#### Extracted material ####

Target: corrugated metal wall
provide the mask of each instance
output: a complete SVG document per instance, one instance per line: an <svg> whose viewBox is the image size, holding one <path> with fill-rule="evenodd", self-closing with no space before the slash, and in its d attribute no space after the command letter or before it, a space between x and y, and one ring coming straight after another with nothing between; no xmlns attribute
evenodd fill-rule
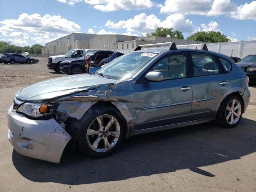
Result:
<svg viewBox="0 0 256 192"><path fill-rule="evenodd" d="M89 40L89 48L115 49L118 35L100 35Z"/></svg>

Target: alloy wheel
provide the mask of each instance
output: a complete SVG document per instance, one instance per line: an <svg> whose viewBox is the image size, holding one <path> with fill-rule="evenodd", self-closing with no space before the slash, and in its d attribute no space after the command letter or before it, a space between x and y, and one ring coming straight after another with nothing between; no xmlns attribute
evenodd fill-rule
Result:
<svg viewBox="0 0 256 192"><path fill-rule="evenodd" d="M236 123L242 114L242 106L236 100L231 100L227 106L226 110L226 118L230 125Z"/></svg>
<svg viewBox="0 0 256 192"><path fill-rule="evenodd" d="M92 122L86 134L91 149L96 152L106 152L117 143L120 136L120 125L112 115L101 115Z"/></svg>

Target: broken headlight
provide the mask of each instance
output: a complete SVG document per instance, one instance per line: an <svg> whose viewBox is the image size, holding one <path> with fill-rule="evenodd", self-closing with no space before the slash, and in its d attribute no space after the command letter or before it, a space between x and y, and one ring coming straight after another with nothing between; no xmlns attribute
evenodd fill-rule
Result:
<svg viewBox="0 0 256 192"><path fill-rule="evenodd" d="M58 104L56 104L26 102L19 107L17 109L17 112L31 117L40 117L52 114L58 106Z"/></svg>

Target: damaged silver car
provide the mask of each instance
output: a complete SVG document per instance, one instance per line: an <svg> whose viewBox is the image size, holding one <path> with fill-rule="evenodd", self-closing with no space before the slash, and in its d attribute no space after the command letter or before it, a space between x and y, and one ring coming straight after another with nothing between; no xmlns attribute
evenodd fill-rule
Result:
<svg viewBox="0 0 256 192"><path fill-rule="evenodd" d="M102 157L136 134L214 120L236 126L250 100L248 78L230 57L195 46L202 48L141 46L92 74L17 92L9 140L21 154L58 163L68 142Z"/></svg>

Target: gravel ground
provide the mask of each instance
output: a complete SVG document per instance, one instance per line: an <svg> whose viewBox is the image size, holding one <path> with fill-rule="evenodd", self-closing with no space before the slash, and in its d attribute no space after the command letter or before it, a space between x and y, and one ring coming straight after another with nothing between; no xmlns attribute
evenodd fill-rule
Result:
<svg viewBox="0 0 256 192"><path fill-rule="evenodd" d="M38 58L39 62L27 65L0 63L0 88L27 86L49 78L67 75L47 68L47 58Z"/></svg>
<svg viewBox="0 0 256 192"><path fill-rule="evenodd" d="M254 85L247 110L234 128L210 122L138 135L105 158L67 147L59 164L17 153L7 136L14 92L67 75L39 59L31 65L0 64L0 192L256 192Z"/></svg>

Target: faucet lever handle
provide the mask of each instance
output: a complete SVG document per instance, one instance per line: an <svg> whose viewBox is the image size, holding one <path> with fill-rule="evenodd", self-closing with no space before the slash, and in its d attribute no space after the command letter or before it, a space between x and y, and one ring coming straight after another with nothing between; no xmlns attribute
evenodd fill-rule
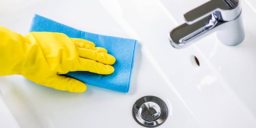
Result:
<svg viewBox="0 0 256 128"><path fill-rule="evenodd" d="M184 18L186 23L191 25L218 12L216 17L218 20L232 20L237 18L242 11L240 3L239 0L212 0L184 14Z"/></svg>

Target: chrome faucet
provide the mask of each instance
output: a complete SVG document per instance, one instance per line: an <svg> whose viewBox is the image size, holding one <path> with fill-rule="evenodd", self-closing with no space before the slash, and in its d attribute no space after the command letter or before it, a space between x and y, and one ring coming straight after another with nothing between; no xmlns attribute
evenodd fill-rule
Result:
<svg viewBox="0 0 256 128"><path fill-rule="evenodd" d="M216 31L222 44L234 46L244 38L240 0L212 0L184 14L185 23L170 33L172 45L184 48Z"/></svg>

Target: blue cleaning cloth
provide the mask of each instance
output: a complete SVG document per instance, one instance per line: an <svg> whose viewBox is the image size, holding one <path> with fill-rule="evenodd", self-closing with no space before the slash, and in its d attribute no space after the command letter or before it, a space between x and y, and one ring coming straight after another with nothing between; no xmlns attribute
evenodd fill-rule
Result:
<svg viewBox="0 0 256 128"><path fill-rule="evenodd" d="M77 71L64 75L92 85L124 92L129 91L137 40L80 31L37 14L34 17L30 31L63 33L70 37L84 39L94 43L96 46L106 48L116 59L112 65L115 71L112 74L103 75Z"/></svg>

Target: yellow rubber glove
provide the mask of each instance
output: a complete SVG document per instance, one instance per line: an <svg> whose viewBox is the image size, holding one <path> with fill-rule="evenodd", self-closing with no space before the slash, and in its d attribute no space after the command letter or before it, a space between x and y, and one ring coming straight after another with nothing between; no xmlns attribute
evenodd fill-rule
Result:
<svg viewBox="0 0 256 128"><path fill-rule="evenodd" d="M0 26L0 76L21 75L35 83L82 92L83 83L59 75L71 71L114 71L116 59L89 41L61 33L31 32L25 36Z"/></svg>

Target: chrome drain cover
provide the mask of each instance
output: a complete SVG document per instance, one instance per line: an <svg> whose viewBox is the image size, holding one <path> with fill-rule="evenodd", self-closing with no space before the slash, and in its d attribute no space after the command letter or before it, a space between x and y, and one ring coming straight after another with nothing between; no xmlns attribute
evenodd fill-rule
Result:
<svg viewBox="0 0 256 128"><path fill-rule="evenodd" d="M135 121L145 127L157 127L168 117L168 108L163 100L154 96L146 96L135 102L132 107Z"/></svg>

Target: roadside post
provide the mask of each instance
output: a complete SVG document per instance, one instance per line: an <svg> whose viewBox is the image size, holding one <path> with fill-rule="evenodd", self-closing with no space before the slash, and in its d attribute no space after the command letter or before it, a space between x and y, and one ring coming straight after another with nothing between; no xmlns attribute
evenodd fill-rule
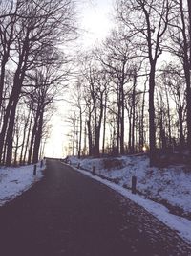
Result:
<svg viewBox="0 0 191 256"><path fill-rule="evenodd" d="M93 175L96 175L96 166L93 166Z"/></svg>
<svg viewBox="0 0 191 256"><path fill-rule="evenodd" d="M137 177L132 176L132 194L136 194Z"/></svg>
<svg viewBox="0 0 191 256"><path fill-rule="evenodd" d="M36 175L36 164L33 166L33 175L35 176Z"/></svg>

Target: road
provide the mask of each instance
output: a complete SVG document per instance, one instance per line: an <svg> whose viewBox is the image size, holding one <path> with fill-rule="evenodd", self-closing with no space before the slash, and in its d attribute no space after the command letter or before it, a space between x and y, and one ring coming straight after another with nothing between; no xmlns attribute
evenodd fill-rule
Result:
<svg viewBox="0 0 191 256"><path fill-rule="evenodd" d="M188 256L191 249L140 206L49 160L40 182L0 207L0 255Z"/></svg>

####

### What the exercise asks
Please copy all of the items above, character for character, and leave out the pictures.

### Exercise output
Target: corrugated metal wall
provide the mask of each instance
output: a complete SVG document per instance, one instance per line: an <svg> whose viewBox is the image size, holding one <path> with fill-rule="evenodd", self-closing with no space before the slash, and in its d attribute no space after the command letter or before it, a space between x and y, and one ring coming straight after another with nothing between; no xmlns attribute
evenodd fill-rule
Result:
<svg viewBox="0 0 256 192"><path fill-rule="evenodd" d="M89 40L89 48L115 49L118 35L100 35Z"/></svg>

Target: alloy wheel
provide the mask of each instance
output: a complete SVG document per instance, one instance per line: an <svg> whose viewBox is the image size, holding one <path> with fill-rule="evenodd", self-closing with no space before the slash, and in its d attribute no space after the command letter or before it, a space between x and y, and one ring coming straight after another with nothing between; no xmlns attribute
evenodd fill-rule
Result:
<svg viewBox="0 0 256 192"><path fill-rule="evenodd" d="M236 123L242 114L242 106L236 100L231 100L227 106L226 110L226 118L230 125Z"/></svg>
<svg viewBox="0 0 256 192"><path fill-rule="evenodd" d="M92 122L86 134L91 149L96 152L106 152L117 143L120 136L120 125L112 115L101 115Z"/></svg>

Target: broken headlight
provide the mask of each instance
output: a complete SVG document per instance, one instance per line: an <svg> whose viewBox is the image size, holding one <path> with fill-rule="evenodd", self-closing with no space before the slash, and in its d attribute no space after the command letter or before it, a space between x and y, and one ring coming straight after another with nothing between; no xmlns attribute
evenodd fill-rule
Result:
<svg viewBox="0 0 256 192"><path fill-rule="evenodd" d="M58 104L56 104L26 102L19 107L17 109L17 112L31 117L40 117L52 114L58 106Z"/></svg>

Target: damaged silver car
provide the mask of each instance
output: a complete SVG document per instance, one instance per line: an <svg> whose viewBox is the image size, holding one <path> with fill-rule="evenodd", self-closing with no space before the slash, and in its d attribute no space after the command letter or before it, a space between x and y, and one ring coming straight after another with nothing between; no xmlns attribute
evenodd fill-rule
Result:
<svg viewBox="0 0 256 192"><path fill-rule="evenodd" d="M102 157L136 134L214 120L236 126L250 100L248 78L230 57L195 46L202 48L141 46L92 74L17 92L9 140L21 154L58 163L68 142Z"/></svg>

Target: gravel ground
provide the mask of each instance
output: a complete SVG document per instance, one instance per line: an <svg> whose viewBox is the image size, holding one <path> with fill-rule="evenodd", self-closing with no space before the slash, and in its d attribute no space after the command letter or before it, a space between x and y, and one ring coming straight after another with nothing between; no xmlns attribute
evenodd fill-rule
Result:
<svg viewBox="0 0 256 192"><path fill-rule="evenodd" d="M38 58L39 62L27 65L0 63L0 88L27 86L49 78L67 75L47 68L47 58Z"/></svg>
<svg viewBox="0 0 256 192"><path fill-rule="evenodd" d="M254 85L247 110L234 128L210 122L138 135L105 158L67 147L59 164L17 153L7 136L14 92L67 75L39 59L31 65L0 64L0 192L256 192Z"/></svg>

Target: faucet lever handle
provide the mask of each instance
output: a complete SVG document per instance, one instance per line: an <svg> whose viewBox is the image size, holding one <path> with fill-rule="evenodd", self-closing with no space before the slash, and in its d attribute no space after the command letter or before it, a space between x and y, and one ring coming straight after another with nothing between; no xmlns attribute
evenodd fill-rule
Result:
<svg viewBox="0 0 256 128"><path fill-rule="evenodd" d="M184 18L186 23L191 25L218 12L216 17L218 20L232 20L237 18L242 11L240 3L239 0L212 0L184 14Z"/></svg>

Target: chrome faucet
provide the mask of each instance
output: a complete SVG document per instance, one instance per line: an <svg> whose viewBox is the image size, holding one <path> with fill-rule="evenodd", self-closing with no space before the slash, and in its d attribute no space after the command letter or before it, a space between x and y, and one ring coming straight after another with nothing between; no xmlns attribute
evenodd fill-rule
Result:
<svg viewBox="0 0 256 128"><path fill-rule="evenodd" d="M216 31L222 44L234 46L244 38L240 0L212 0L184 14L185 23L170 33L172 45L184 48Z"/></svg>

Target: blue cleaning cloth
provide the mask of each instance
output: a complete SVG document per instance, one instance per line: an <svg> whose viewBox is the image size, holding one <path> with fill-rule="evenodd", self-closing with no space before the slash, and in its d attribute no space after the command letter or before it, a space between x and y, and one ring coming straight after another with nothing between; no xmlns attribute
evenodd fill-rule
Result:
<svg viewBox="0 0 256 128"><path fill-rule="evenodd" d="M77 71L64 75L92 85L124 92L129 91L137 40L80 31L37 14L34 17L30 31L63 33L70 37L84 39L94 43L96 46L106 48L116 59L112 65L115 71L112 74L103 75Z"/></svg>

Target: yellow rubber glove
provide the mask of each instance
output: a complete SVG document per instance, one instance per line: an <svg> whose viewBox is the image size, holding one <path> with fill-rule="evenodd", self-closing with no space before the slash, and in its d attribute no space after the command letter or before it, a space between x and y, and one ring coming straight after another with nothing between; no xmlns attribute
evenodd fill-rule
Result:
<svg viewBox="0 0 256 128"><path fill-rule="evenodd" d="M0 26L0 76L21 75L35 83L82 92L83 83L59 75L71 71L114 71L116 59L89 41L61 33L31 32L25 36Z"/></svg>

Target: chrome drain cover
provide the mask of each instance
output: a complete SVG document per instance, one instance per line: an <svg> whose viewBox is the image size, holding one <path> with fill-rule="evenodd", self-closing with no space before the slash, and in its d attribute no space after the command letter or before it, a space between x and y, and one ring coming straight after another with nothing between; no xmlns attribute
evenodd fill-rule
Result:
<svg viewBox="0 0 256 128"><path fill-rule="evenodd" d="M135 121L145 127L157 127L168 117L168 108L163 100L154 96L146 96L135 102L132 107Z"/></svg>

Target: roadside post
provide the mask of each instance
output: a complete SVG document per instance, one instance per line: an <svg> whose viewBox is the image size, holding one <path> with fill-rule="evenodd", self-closing with no space before the slash, and in its d attribute no space after the command letter or before it, a space between x and y, and one ring coming straight after another with nothing between; no xmlns attribute
evenodd fill-rule
Result:
<svg viewBox="0 0 191 256"><path fill-rule="evenodd" d="M93 175L96 175L96 166L93 166Z"/></svg>
<svg viewBox="0 0 191 256"><path fill-rule="evenodd" d="M137 177L132 176L132 194L136 194Z"/></svg>
<svg viewBox="0 0 191 256"><path fill-rule="evenodd" d="M36 175L36 164L33 166L33 175L35 176Z"/></svg>

Target: road
provide the mask of each instance
output: a complete SVG document per instance, one instance per line: an <svg> whose viewBox is the image size, holding one <path> with fill-rule="evenodd", self-closing with no space before the slash, and in its d attribute no space after the command letter or before it, a space between x and y, and one ring coming straight after another with nothing between; no xmlns attribute
evenodd fill-rule
Result:
<svg viewBox="0 0 191 256"><path fill-rule="evenodd" d="M188 256L191 249L140 206L49 160L40 182L0 207L0 255Z"/></svg>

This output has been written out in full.